Consigne écrite 1 –
Résumez en deux phrases l'extrait consacré à Tokyo Marble Chocolate.

Extrait source –
————

N’en demeure pas moins que, en dépit de cette légèreté, Tokyo Marble Chocolate trouve son équilibre dans un symbolisme plus ou moins discret. Grâce à cela, la dualité des deux héros trouve une belle illustration tout en permettant au spectateur de suivre lisiblement les divers événements : le symbole le plus évident, celui qui est à la base de Tokyo Marble Chocolate, puisque Shiotani l’avait inclus sur son tout premier dessin pour ce projet, c’est la tour de Tokyo, la vraie. Le second point névralgique serait la tour bleue. Shiotani explique avoir entendu parlé de cette nouvelle tour au moment de la mise en chantier des OAV, si bien qu’il s’est imaginé cette tour construite au cœur du Tokyo actuel, et qu’il a désiré l’inclure dans l’univers de Tokyo Marble Chocolate. Idée de génie, puisque cela renforce la symétrie des personnages. De fait, dès le début de l’épisode correspondant au point de vue de Yuudai (« Full-powered boy »), on voit le héros courir sur fond de tour rouge ; il passera régulièrement à proximité de la tour de Tokyo, jusqu’à la toute fin où il sauve le mini-donkey. Cette tour semble correspondre fortement à Yuudai, elle est moins présente dans l’épisode de Chizuru, et pour cause : elle travaille dans la tour bleue, d’où elle observe régulièrement Yuudai ; l’image est facile, mais la formuler facilitera mieux les choses : Chizuru doit descendre de sa tour pour se mettre à portée de Yuudai. En ce qui le concerne lui, le défi est tout autre : il s’agit, définitivement cette fois, d’accepter de sauter dans le vide, de faire le premier pas. C’est le moment crucial du sauvetage du mini-donkey : marcher sur la poutrelle en direction de Chizuru, et sans regarder dans le vide, est l’acte fondateur de leur relation à venir, il aura enfin franchi, au sens propre comme figuré, les obstacles qui le séparent d’elle. Lui aussi est prêt en fin de compte à quitter sa tour et à la rejoindre, ce qu’il fait littéralement à la fin.

D’autres symboles viennent s’associer à une réalisation jouant souvent de ses effets : parfois tout simplement absurdes (le ballon en forme d’âne), parfois vaguement signifiants (le café Marble), ils contribuent à l’ambiance magique du dessin animé, tout comme la saison choisie : il s’agit d’une histoire d’amour hivernale, mais petit à petit la neige se voit remplacée par des milliards de paillettes multicolores, au fil des rêveries des deux héros. Blancheur, tons pastel et dessins multicolores s’entrecroisent pour offrir un tourbillon visuel féerique, dont le représentant le plus évident est, une fois encore, le mini-donkey : à la fois symbole du Destin et porteur de l’esthétique du dessin animé (voyez son design invraisemblable), c’est en définitive ce personnage muet qui en dit le plus sur cette belle réussite qu’est Tokyo Marble Chocolate.

————

Consigne écrite 2 –
Modifiez les enregistrements, de la ligne contenant « object | distant mountain range » jusqu'à la fin des enregistrements, en remplaçant « dot » par « marker » sans rien changer d'autre, puis reproduisez uniquement ces lignes.

————

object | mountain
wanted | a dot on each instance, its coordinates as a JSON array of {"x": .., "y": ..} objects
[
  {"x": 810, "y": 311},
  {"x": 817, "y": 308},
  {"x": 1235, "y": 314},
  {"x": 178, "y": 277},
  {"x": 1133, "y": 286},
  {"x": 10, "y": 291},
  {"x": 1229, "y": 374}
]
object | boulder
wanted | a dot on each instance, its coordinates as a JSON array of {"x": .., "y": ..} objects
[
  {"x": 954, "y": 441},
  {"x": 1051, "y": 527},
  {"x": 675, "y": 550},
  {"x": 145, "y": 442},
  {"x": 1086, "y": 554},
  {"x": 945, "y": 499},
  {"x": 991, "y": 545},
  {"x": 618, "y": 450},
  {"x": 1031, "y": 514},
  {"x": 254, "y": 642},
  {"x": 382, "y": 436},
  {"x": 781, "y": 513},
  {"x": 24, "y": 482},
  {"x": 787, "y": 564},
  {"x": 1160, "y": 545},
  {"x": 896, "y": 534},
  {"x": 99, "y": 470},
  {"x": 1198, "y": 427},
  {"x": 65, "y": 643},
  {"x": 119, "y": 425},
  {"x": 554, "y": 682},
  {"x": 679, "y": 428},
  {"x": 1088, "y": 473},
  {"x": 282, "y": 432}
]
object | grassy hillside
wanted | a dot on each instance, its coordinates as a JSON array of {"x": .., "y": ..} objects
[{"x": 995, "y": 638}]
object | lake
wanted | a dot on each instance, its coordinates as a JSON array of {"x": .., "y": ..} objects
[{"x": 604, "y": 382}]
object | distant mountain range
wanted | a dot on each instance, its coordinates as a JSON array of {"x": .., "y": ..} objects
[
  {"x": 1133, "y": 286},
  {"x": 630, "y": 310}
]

————

Solution proposée 1 –
Tokyo Marble Chocolate repose sur un symbolisme où la tour de Tokyo, associée à Yuudai, et la tour bleue, où travaille Chizuru, renforcent la symétrie des deux héros. D'autres symboles contribuent à l'ambiance magique du dessin animé, comme la saison hivernale et surtout le mini-donkey, à la fois symbole du Destin et porteur de l'esthétique de l'œuvre.

Solution proposée 2 –
object | distant mountain range
wanted | a marker on each instance, its coordinates as a JSON array of {"x": .., "y": ..} objects
[
  {"x": 1133, "y": 286},
  {"x": 630, "y": 310}
]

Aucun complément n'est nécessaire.